▶ [Task input]
:::

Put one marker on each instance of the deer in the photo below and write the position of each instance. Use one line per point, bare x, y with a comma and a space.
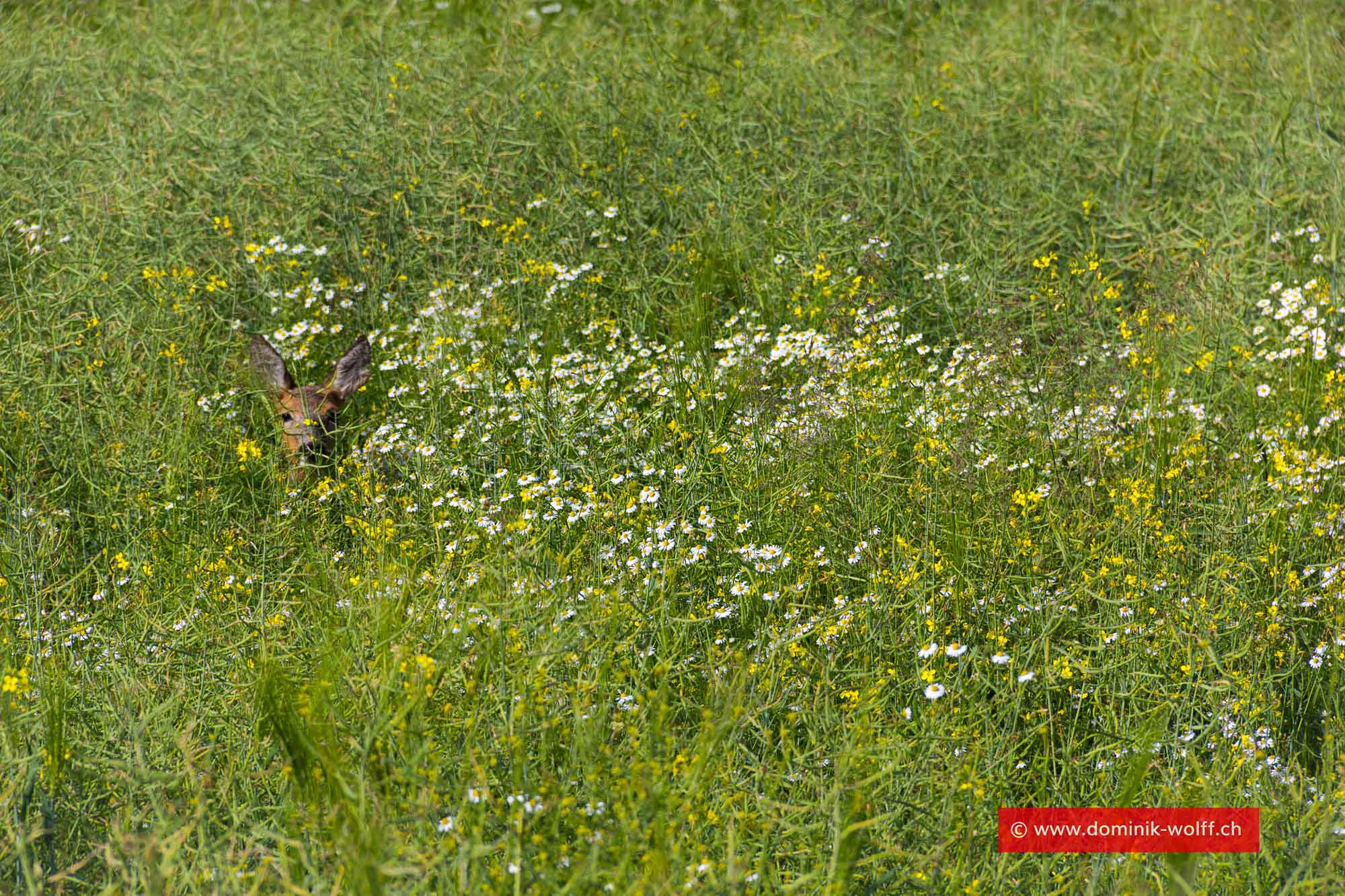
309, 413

:::

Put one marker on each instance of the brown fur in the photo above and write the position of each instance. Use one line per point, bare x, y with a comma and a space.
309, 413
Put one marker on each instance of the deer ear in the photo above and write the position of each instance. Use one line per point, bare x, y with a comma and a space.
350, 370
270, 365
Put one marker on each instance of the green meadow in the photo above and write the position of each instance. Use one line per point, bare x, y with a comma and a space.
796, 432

:::

How many lines in the items above contain the word "marker", with case counting? Reply with the number alone.

▶ [The response] 4